→ Source:
┄┄┄┄┄┄
This use case is centered on using OpenShift Virtualization to implement an end-to-end AI use case on OpenShift. For this we're replicating the Manuela Visual Inspection demo that was developed by Stefan Bergstein.

Setup

  • We're following the Manuela Visual Inspection demo instructions (slides).
  • We're using an Equinix Metal OpenShift Cluster deployed through RHDP (OpenShift AIO) for the CNV / data labelling use case. Its specs are:
    • 3 controller nodes : 8cores / 24Gb memory
    • 3 worker nodes : 16cores / 50Gb memory
  • We're using an SNO instance deployed on a GPU node for the model training and serving use case. The node specs are:
    • 24cores / 128Gb memory
    • NVidia Tesla M60 GPU

Procedure

Deploying CVAT with OCP-V

CVAT is the Computer Vision Annotation Toolkit maintained by the OpenCV community and allows to annotate images through a graphical user interface. In the demo it's used to showcase data labeling in a visual inspection use case.

CVAT is a containerized application. However, it's not compatible with Kubernetes, instead it's intended to be deployed through docker-compose. To still run it on OCP, next to the ML development and deployment environment, we're using OpenShift Virtualization to host CVAT in an OCP-based VM.

Preparation

  1. Provision OpenShift AIO (Equinix Metal) with OpenShift Virtualization Lab RHDP item.
  2. Provision the virtualization cluster.
  3. SSH into the bastion host.
  4. Download virtctl to the bastion host through the OCP cluster (check out Command Line Tools).
    1. As we don’t have a valid CA cert, we need to use wget –no-check-certificate to handle https.
    2. Unpack the archive and copy the binary to /usr/local/bin.

VM deployment

Follow the demo setup instructions. Additional notes below.

  1. Create project hackathon.
  2. Provision a VM:
    • CentOS Stream 8
    • project hackathon
    • customize the deployment: 2 CPU, 8 GB RAM
    • use PVC as per template

App deployment

Follow the demo setup instructions. Additional notes below.

  1. Install docker-compose.
  2. Clone the CVAT repository.
    • NOTE: Check out version 1.4.0 as the more recent versions are deployed differently than documented in the demo instructions.
  3. Add image tag v1.4.0 to the CVAT service container entries.
  4. Start CVAT through docker-compose.
  5. Expose the service on the bastion host using virtctl.
┄┄┄┄┄┄
→ Material:

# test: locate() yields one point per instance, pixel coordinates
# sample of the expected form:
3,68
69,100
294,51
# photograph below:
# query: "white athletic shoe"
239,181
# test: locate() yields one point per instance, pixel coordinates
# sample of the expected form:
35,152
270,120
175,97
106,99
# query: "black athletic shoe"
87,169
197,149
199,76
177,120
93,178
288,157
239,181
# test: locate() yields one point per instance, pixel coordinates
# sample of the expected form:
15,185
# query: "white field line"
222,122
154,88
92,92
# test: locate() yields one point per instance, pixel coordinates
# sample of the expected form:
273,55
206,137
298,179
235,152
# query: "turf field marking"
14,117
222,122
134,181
┄┄┄┄┄┄
→ Required tasks:
**a.** Reproduce the passage from the CVAT deployment notes that begins with the words "CVAT is a containerized" and ends after the words "binary to /usr/local/bin.".
**b.** In the CVAT deployment notes, what GPU does the node for model training and serving have?

→ Task-by-task results:
**a.**
CVAT is a containerized application. However, it's not compatible with Kubernetes, instead it's intended to be deployed through docker-compose. To still run it on OCP, next to the ML development and deployment environment, we're using OpenShift Virtualization to host CVAT in an OCP-based VM.

Preparation

  1. Provision OpenShift AIO (Equinix Metal) with OpenShift Virtualization Lab RHDP item.
  2. Provision the virtualization cluster.
  3. SSH into the bastion host.
  4. Download virtctl to the bastion host through the OCP cluster (check out Command Line Tools).
    1. As we don’t have a valid CA cert, we need to use wget –no-check-certificate to handle https.
    2. Unpack the archive and copy the binary to /usr/local/bin.

**b.** An NVidia Tesla M60 GPU.